▶ [DATASET EXCERPTS]:
•••••
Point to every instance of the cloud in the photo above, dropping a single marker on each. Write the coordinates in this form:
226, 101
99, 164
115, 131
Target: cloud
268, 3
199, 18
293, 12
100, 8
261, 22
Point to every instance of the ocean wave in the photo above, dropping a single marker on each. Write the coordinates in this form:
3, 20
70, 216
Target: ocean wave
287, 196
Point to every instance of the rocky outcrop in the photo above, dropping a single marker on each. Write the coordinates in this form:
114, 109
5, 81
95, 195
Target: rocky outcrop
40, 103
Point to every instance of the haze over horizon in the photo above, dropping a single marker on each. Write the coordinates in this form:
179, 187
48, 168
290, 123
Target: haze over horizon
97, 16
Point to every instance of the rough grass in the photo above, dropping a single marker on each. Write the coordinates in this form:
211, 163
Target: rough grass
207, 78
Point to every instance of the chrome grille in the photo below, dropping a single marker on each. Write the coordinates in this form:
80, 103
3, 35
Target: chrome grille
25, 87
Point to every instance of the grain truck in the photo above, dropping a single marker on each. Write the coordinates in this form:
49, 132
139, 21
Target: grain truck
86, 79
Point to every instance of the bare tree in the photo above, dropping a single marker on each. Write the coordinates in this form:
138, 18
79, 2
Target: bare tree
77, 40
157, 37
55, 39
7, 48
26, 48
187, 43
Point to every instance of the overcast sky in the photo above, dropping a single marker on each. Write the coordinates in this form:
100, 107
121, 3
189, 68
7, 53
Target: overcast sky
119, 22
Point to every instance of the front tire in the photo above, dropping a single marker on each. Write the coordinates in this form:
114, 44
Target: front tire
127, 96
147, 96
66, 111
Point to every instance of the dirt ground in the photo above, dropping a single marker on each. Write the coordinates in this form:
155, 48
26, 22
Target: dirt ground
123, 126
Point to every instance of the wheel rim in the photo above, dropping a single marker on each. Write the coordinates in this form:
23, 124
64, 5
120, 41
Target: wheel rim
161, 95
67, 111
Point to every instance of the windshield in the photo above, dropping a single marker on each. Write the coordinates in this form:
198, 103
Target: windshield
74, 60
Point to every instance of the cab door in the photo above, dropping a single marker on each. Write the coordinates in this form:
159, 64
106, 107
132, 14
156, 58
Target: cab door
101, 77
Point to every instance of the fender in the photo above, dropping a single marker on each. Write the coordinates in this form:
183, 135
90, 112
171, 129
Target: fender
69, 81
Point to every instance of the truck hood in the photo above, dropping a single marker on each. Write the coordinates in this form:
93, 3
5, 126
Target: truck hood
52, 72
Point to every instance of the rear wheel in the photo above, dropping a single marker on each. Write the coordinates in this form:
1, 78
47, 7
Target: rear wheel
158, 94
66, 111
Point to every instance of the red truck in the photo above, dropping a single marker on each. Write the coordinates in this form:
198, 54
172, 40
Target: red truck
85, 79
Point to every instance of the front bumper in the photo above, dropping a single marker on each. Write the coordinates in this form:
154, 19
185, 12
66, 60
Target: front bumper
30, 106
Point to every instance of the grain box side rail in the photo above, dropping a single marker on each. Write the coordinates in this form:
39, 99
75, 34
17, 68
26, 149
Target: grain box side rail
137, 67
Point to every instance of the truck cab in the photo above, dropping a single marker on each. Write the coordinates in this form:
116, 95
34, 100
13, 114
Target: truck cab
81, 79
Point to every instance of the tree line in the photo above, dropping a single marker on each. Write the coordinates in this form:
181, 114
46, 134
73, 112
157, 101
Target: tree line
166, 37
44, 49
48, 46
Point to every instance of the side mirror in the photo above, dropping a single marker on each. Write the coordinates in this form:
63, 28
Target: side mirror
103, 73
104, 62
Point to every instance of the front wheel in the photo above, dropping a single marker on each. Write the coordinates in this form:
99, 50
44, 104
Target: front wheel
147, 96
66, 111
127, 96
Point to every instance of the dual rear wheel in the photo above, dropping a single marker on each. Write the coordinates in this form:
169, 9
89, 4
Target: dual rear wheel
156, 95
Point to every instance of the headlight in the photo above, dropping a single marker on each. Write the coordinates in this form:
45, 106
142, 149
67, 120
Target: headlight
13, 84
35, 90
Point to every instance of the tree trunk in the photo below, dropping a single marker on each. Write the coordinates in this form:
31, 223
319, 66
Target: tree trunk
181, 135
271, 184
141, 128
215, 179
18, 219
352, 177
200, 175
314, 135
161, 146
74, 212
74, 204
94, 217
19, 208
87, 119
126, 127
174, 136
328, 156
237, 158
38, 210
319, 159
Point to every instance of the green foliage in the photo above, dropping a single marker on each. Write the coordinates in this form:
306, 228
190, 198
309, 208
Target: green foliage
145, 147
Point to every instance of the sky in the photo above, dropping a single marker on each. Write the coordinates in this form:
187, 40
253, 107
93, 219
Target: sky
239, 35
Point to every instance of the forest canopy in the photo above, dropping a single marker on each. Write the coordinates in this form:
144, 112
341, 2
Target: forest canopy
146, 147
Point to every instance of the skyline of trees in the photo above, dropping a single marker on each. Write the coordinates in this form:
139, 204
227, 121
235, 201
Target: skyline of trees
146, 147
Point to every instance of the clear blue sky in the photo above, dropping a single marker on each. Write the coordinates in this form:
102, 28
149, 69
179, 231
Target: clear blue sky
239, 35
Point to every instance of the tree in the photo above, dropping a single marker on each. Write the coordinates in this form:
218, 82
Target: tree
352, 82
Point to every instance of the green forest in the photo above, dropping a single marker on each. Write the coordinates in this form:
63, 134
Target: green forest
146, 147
•••••
Return all of the lines above exactly, with none omitted.

▶ [ANSWER AREA]:
Point to every instance of the cloud in the photo above, dropping a single marker on each. Write the coordinates in this form:
226, 101
99, 164
115, 131
Target: cloud
268, 3
199, 18
293, 12
100, 8
261, 22
Point to every instance of the ocean wave in the photo above, dropping a single marker on each. Write the coordinates in this form:
3, 20
70, 216
Target: ocean wave
287, 196
Point to every instance of the rocky outcrop in the photo above, dropping a single marker on each. Write the coordinates in this form:
114, 109
5, 81
95, 195
Target: rocky outcrop
40, 103
Point to every instance of the haze over horizon in the photo above, dropping a single marker on each. Write the coordinates in this form:
179, 187
48, 168
290, 123
Target: haze over horizon
97, 16
Point to every instance of the rough grass in the photo above, dropping a single marker on each. Write the coordinates in this form:
211, 163
Target: rough grass
207, 78
Point to every instance of the chrome grille in the photo below, dropping a single marker on each. Write the coordinates in this form:
80, 103
3, 35
Target: chrome grille
25, 87
Point to every instance of the grain truck in the photo above, dropping a single marker on each. Write the coordinates in this form:
49, 132
139, 21
Target: grain truck
86, 79
Point to every instance of the bare tree in the photo above, dropping a single marker on each. Write the coordinates in this form:
138, 18
79, 2
Target: bare tree
77, 40
157, 37
55, 39
7, 48
26, 48
187, 43
Point to every instance of the overcast sky in the photo above, dropping a single marker on each. Write the coordinates in this form:
100, 107
121, 3
189, 68
7, 53
Target: overcast sky
119, 22
Point to every instance of the front tire in the photo above, dropping a single marker on each. Write the coordinates in this form:
114, 44
Target: front tire
127, 96
147, 96
66, 111
Point to every instance of the dirt ground in the photo above, dropping a single marker on each. Write the coordinates in this form:
155, 48
26, 22
Target: dirt ground
123, 126
Point to every instance of the wheel rim in the photo above, dropping a single marker on each. Write the coordinates in this form:
23, 124
64, 5
120, 41
Target: wheel rim
161, 95
67, 111
Point to every instance of the windshield in the photo above, dropping a single marker on each. Write the coordinates in this form:
198, 103
Target: windshield
74, 60
Point to every instance of the cab door in the photo above, dropping a single marker on each. Write the coordinates in this form:
159, 64
106, 107
132, 14
156, 58
Target: cab door
101, 77
Point to every instance of the fender in the photo above, dropping a single marker on each. Write the coordinates in this form:
183, 135
90, 112
171, 129
Target: fender
69, 81
Point to every instance of the truck hood in the photo above, dropping a single marker on each. Write the coordinates in this form:
93, 3
5, 126
Target: truck hood
52, 72
Point to every instance of the rear wheel in the photo above, dropping a single marker on each. Write the coordinates in this form:
1, 78
47, 7
Target: rear wheel
158, 94
66, 111
Point to every instance of the red truck in the photo above, dropping a single marker on each. Write the coordinates in this form:
198, 54
172, 40
Target: red truck
85, 79
Point to every instance of the front bumper in the photo above, dropping a single marker on each. Write the coordinates in this form:
154, 19
185, 12
66, 60
Target: front bumper
30, 106
Point to every instance of the grain box side rail in the photo above, dropping a single marker on each. Write the coordinates in this form:
39, 99
75, 34
17, 68
26, 149
Target: grain box side rail
137, 67
Point to every instance of the truck cab in the photo above, dropping a single marker on each. Write the coordinates in this form:
116, 95
34, 100
13, 114
Target: truck cab
81, 79
Point to every instance of the tree line in the photo above, dropping a single marker on each. Write the coordinates in this form:
181, 114
46, 134
73, 112
157, 101
Target: tree line
166, 37
44, 49
48, 46
Point to every instance of the side mirror in the photo above, dropping a single marker on each. Write the coordinates in this form:
63, 28
Target: side mirror
103, 73
104, 62
Point to every instance of the front wheel in the photo above, dropping a single marker on each. Write the coordinates in this form:
99, 50
44, 104
Target: front wheel
147, 96
66, 111
127, 96
Point to every instance of the dual rear wheel in the photo above, dropping a single marker on each. Write the coordinates in this form:
169, 9
89, 4
Target: dual rear wheel
156, 95
Point to every instance of the headlight in the photo above, dropping a single marker on each. Write the coordinates in this form:
45, 106
142, 149
67, 120
Target: headlight
13, 84
35, 90
Point to every instance of the tree trunk in the photo below, dropping a single marker on each. Write the coordinates in this form:
31, 223
319, 66
Target: tree trunk
181, 135
271, 184
141, 128
215, 179
18, 219
352, 177
200, 175
314, 135
161, 146
74, 212
74, 204
94, 217
19, 208
87, 119
126, 127
174, 136
328, 156
237, 158
38, 210
319, 159
Point to every instance of the green foliage in the photo above, dropping a single marker on each. Write the coordinates in this form:
306, 228
190, 198
309, 208
Target: green foliage
145, 147
Point to every instance of the sky in the photo above, dropping a single marker on each. Write the coordinates in this form:
187, 40
253, 107
93, 219
Target: sky
239, 35
Point to every instance of the forest canopy in the photo above, dropping a single marker on each. Write the coordinates in this form:
144, 112
341, 2
Target: forest canopy
146, 147
Point to every instance of the skyline of trees in the photo above, dropping a single marker on each. Write the coordinates in this form:
139, 204
227, 121
235, 201
Target: skyline of trees
146, 147
Point to every instance of the clear blue sky in the photo above, dropping a single marker on each. Write the coordinates in this form:
102, 28
149, 69
179, 231
Target: clear blue sky
239, 35
Point to every instance of the tree in the photo above, dropping a single marker on each. Write the coordinates in this form:
218, 82
Target: tree
352, 82
Point to every instance of the green forest in the photo above, dropping a single marker on each. Write the coordinates in this form:
63, 134
Target: green forest
146, 147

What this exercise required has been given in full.